MATERIAL PROVIDED
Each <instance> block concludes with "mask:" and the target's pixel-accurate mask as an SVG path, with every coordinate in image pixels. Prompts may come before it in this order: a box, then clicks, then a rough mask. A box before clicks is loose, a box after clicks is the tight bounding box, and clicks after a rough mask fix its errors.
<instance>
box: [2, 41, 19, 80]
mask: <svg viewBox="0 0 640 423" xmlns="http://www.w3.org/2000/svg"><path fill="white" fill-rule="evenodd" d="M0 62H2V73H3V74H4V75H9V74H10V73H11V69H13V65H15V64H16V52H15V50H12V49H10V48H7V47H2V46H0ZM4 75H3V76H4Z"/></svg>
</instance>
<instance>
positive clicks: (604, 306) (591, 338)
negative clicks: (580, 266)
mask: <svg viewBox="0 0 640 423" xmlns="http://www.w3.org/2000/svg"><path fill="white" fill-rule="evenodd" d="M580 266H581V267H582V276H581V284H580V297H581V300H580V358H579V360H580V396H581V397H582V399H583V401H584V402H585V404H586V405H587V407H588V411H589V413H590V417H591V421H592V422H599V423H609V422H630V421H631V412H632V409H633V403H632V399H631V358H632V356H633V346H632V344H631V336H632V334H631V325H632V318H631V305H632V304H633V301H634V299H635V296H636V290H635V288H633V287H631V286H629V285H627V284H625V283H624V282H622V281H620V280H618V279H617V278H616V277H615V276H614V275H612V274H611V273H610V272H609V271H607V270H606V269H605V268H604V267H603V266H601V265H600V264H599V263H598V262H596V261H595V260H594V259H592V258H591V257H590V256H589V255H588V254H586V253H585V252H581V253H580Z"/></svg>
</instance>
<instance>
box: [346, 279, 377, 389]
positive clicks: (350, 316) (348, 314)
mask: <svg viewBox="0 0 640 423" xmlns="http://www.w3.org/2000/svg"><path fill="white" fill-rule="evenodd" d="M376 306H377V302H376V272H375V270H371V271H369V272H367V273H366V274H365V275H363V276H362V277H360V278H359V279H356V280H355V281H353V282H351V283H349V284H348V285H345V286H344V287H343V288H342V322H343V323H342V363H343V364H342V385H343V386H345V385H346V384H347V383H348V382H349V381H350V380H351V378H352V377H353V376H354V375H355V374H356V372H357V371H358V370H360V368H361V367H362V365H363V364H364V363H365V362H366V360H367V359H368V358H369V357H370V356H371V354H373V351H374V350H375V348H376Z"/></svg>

TASK GOAL
Only one span is wanted. It runs from the first line of the listing through the line with "positive clicks: (604, 306) (591, 338)", and each line must match exactly.

EXERCISE RESPONSE
Each <instance> block concludes with "mask:" and the target's pixel-accurate mask as an SVG path, with every coordinate in image pixels. Prompts may come before it in this order: a box, then clicks, then a rough mask. A box before clicks is loose, a box after clicks is the tight bounding box, and clicks after a rough mask fix its errors.
<instance>
box: [2, 41, 19, 80]
mask: <svg viewBox="0 0 640 423" xmlns="http://www.w3.org/2000/svg"><path fill="white" fill-rule="evenodd" d="M0 62H2V73H3V74H4V75H9V74H10V73H11V69H13V65H15V64H16V52H15V50H12V49H10V48H7V47H2V46H0ZM4 75H3V76H4Z"/></svg>
</instance>
<instance>
positive clicks: (604, 306) (591, 338)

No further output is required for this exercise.